廉価盤 - 「ブリリアント・クラシックス」レーベルから

2010-12-30 18:11:38 | 室内楽曲

 廉価盤クラシック・レーベルの中でも注目を集めている「BRILLIANT CLASSICS」から筆者が好きな「室内楽曲」を集めた「ボックス・セット」を紹介したいと思う。写真はフランスの名ヴァイオリニスト、クリスチャン・フェラス(Christian Ferras/1933~1982)が彼の伴奏パートナーとしてもよく知られたピエール・バルビゼとレコーディングした室内楽曲セットである。(BRL93791/4CD) 原盤は「ドイツ・グラモフォン」だが現在は廉価盤としてこのレーベルから発売されている。収録作品はフランク、ルクー、ブラームス、シューマンのヴァイオリン・ソナタの他にクラスラー、シューベルト、ドヴォルザーク等のアンコール・ピースも収録されている。録音は1966、1968年に行われたもので音質も大変素晴らしい。フェラスの気品に満ちた演奏が堪能できるセットである。またこのレーベルは過去の名盤が「ボックス・セット」で気軽に求めらるところにもコレクターにとっても魅力的だ。

• [課題]
次の(a)〜(c)の記述が抽出テキストの内容と一致するか判定せよ。各記述について「はい」か「いいえ」で答え、判定の根拠となる箇所を抽出テキストからそのまま引用すること。
(a) このセットの原盤はドイツ・グラモフォンである。
(b) 収録された録音は1970年代に行われた。
(c) フェラスとともに録音したのは、伴奏パートナーとして知られるピエール・バルビゼである。
記録の行は、この作業では使用しません。

• [記録抜粋]
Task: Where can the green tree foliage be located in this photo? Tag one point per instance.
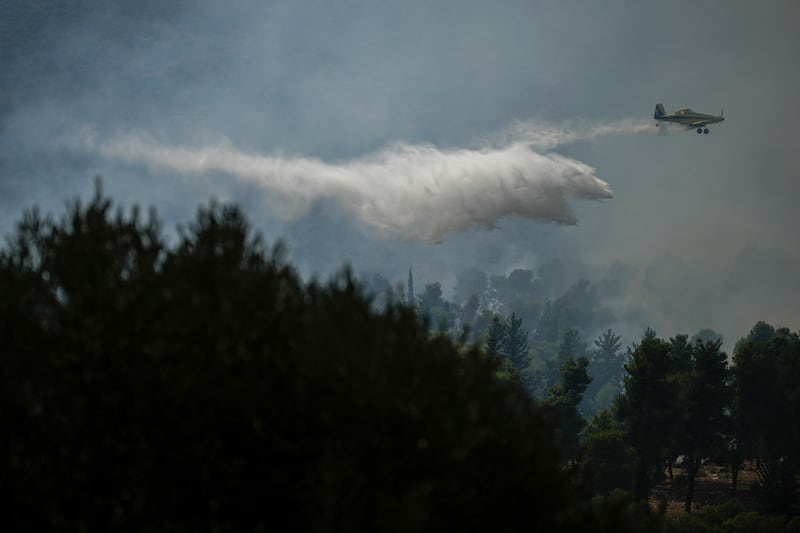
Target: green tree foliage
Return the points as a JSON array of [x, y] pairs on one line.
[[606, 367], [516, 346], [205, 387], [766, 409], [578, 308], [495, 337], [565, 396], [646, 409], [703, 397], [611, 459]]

--

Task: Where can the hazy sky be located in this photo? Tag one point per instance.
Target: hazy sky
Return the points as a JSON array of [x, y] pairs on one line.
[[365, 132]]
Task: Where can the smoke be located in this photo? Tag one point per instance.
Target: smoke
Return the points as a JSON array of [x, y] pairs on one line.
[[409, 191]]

• [解答]
(a) はい:「原盤は「ドイツ・グラモフォン」だが現在は廉価盤としてこのレーベルから発売されている。」
(b) いいえ:「録音は1966、1968年に行われたもので音質も大変素晴らしい。」
(c) はい:「彼の伴奏パートナーとしてもよく知られたピエール・バルビゼとレコーディングした室内楽曲セットである。」